-- Source extract follows --

(no subject)

Oct 09, 2004 01:45

He did it again. My dad dropped everything he had going on, no matter how important it was, and schlepped my wheezing ass to the hospital. This one was worse in terms of diagnostic results. I had to have a respiratory therapist in the room with me for two hours monitering my medication via a tube in my face and taking peak-flow measurements every treatment cycle, as well as a spirometry set-up. My pulse reached nearly 160 bpm today, was erratic, and the doctor said stress wasn't helping it at all. I have to go and see another freakin' pulmonologist Tuesday, and I'm back on prednisone for a while now. A lot of this is over the last few days, and I know it. Last night I was so angry and emotionally charged (Kendra, Bekki, and Kason can all testify to that. Thanks for listening, by the way) that my lips went numb, I was gasping for air at points, and throwing things. I went in to work with massive chest pain, and I couldn't make it. My manager made the call yet again. I'm stubborn.

Dad never complained. He joked with me, tried to calm me down, and made fun of a stupid old cowboy movie on the TV in the room. He heckled the nurse jokingly when she got caught up in the mess that was the cables around me and my bed.

Therefore, stress is now being cut from my life by the wagonload. I'm not trying to be an ass, not fishing for sympathy, not really trying to do much but not get worse. I know I suck as a person, but I need to listen to my body a bit more. If you stress me, and I decide to essentially call it off, I'm sorry. It might very well be me and my unresolved issues/ anger at you, whether deserved or not. I've tried to reach to some people. I know who cares about who, and I'll leave it alone. Choices have been made, people hurt. As I said, I suck at this thing called life. I never really learned how it works. I'd like a chance, but if this continues, it's looking pretty grim.

Two hospital visits in a month is inexcusable. Damn my chest hurts.

-- Source extract concluded --
-- Dataset content follows --

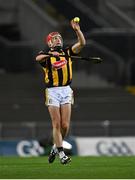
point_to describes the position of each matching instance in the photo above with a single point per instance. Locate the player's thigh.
(65, 112)
(54, 114)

-- Dataset content concluded --

## What to produce
Return the part of the hospital-visit journal entry that opens with the words containing "Therefore, stress is" and closes with "my chest hurts.", copied word for word.

## Response
Therefore, stress is now being cut from my life by the wagonload. I'm not trying to be an ass, not fishing for sympathy, not really trying to do much but not get worse. I know I suck as a person, but I need to listen to my body a bit more. If you stress me, and I decide to essentially call it off, I'm sorry. It might very well be me and my unresolved issues/ anger at you, whether deserved or not. I've tried to reach to some people. I know who cares about who, and I'll leave it alone. Choices have been made, people hurt. As I said, I suck at this thing called life. I never really learned how it works. I'd like a chance, but if this continues, it's looking pretty grim.

Two hospital visits in a month is inexcusable. Damn my chest hurts.